By extending this specification, it is also possible to implement a wireless communication system in which a specific application is designated before a connection is established through the second layer, a connection partner is selected, and the specific application is automatically activated after the selection. An example of a sequence of establishing a connection in this case is illustrated in FIG. 57 . Further, an exemplary configuration of a frame format transmitted and received in the communication process is illustrated in FIG. 56 .
<Exemplary Configuration of Frame Format>
FIG. 56 is a diagram schematically illustrating an exemplary configuration of a frame format transmitted and received in a communication process performed by devices serving as the basis of the present technology. In other words, FIG. 56 illustrates an exemplary configuration of an MAC frame used to establish a connection through the second layer. Specifically, an example of a frame format of an association request/response (1787) for implementing the sequence illustrated in FIG. 57 is illustrated.
A portion from the frame control (1751) to a sequence control (1756) serves as an MAC header. Further, when an association request is transmitted, B3B2=“0b00” and B7B6B5B4=“0b0000” are set in the frame control (1751). Further, when an association response is encapsulated, B3B2=“0b00” and B7B6B5B4=“0b0001” are set in the frame control (1751). Further. “0b00” is “00” in binary notation, “0b0000” is “0000” in binary notation, and “0b0001” is “0001” in binary notation.
Here, the MAC frame illustrated in FIG. 56 is basically an association request/response frame format described in sections 7.2.3.4 and 7.2.3.5 of the IEEE802.11-2007 specification. However, a difference lies in that independently extended information elements (hereinafter abbreviated as “IEs”) are included in addition to IEs defined in the IEEE 802.11 specification.
Further, in order to indicate a vendor specific IE (1760), the decimal number 127 is set to an IE type (information element ID (1761)). In this case, through section 7.3.2.26 of the IEEE802.11-2007 specification, a length field (1762) and an OUI field (1763) are subsequent, and vendor specific content (1764) is subsequently arranged.
As the vendor specific content (1764), a field (IE type (1765)) indicating a type of a vendor specific IE is first set. Subsequently, a configuration capable of storing a plurality of sub elements (1766) can be considered.

**Exercise task**
Extend the passage on the association request/response frame format, picking up right after its last sentence.

**Stored data**
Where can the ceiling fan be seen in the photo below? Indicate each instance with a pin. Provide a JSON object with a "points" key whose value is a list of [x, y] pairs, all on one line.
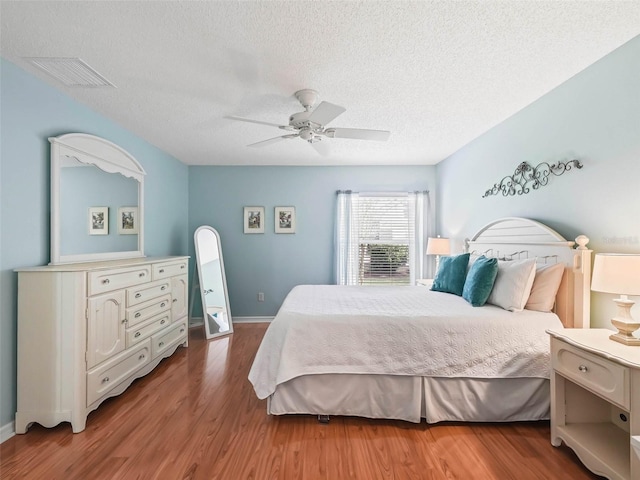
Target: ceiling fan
{"points": [[310, 125]]}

**Written reply**
As content of the sub element (1766), a name (1767) of a specific application to be used and a device role (1768) when the specific application operates can be included. Further, information (information for L4 setup) (1769) of a specific application, a port number used for control thereof, or the like and information (capability information) related to the capability in a specific application can be included. Here, for example, when a designated specific application is DLNA, the capability information is information for specifying whether or not audio transmission/reproduction is supported, whether or not video transmission/reproduction is supported, or the like.
In the wireless communication system having the above configuration, as the present technology described above with reference to FIGS. 1 to 33 is applied, advantageous benefits similar to the advantageous benefits described above with reference to FIGS. 1 to 33 can be obtained. In other words, it is possible to suppress an increase in workload in the event of image encoding and decoding. Further, in the wireless communication system, as transmission and reception of data encoded according to the present technology are performed, it is possible to suppress a reduction in the encoding efficiency.
Further, in this specification, the example in which various kinds of information are multiplexed into an encoded stream and transmitted from the encoding side to the decoding side has been described. However, a technique of transmitting the information is not limited to this example. For example, the information may be transmitted or recorded as individual data associated with an encoded bitstream without being multiplexed in the encoded stream. Here, the term “associate” refers to that an image included in the bitstream (which may be part of an image such a slice or a block) and information corresponding to the image is configured to be linked at the time of decoding. That is, the information may be transmitted on a separate transmission path from an image (or bitstream). In addition, the information may be recorded on a separate recording medium (or a separate recording area of the same recording medium) from the image (or bitstream). Further, the information and the image (or the bitstream), for example, may be associated with each other in an arbitrary unit such as a plurality of frames, one frame, or a portion within the frame.
The preferred embodiments of the present disclosure have been described above with reference to the accompanying drawings, whilst the present invention is not limited to the above examples, of course. A person skilled in the art may find various alterations and modifications within the scope of the appended claims, and it should be understood that they will naturally come under the technical scope of the present disclosure.
Additionally, the present technology may also be configured as below.
(1)
An image encoding device including:
a generation section configured to generate control information used to control a certain area in which encoding-related information, of another layer encoded for each of a plurality of certain areas obtained by dividing a picture, is referred to regarding a current layer of image data including a plurality of layers:
an encoding section configured to encode the current layer of the image data with reference to the encoding-related information of some areas of the other layer according to control of the control information generated by the generation section; and
a transmission section configured to transmit encoded data of the image data generated by the encoding section and the control information generated by the generation section.
(2)
The image encoding device according to any of (1), (3) to (9),
wherein the control information is information limiting an area in which the encoding-related information is referred to by designating an area in which reference to the encoding-related information of the other layer is permitted, designating an area in which reference to the encoding-related information is prohibited, or designating an area in which the encoding-related information is referred to.
(3)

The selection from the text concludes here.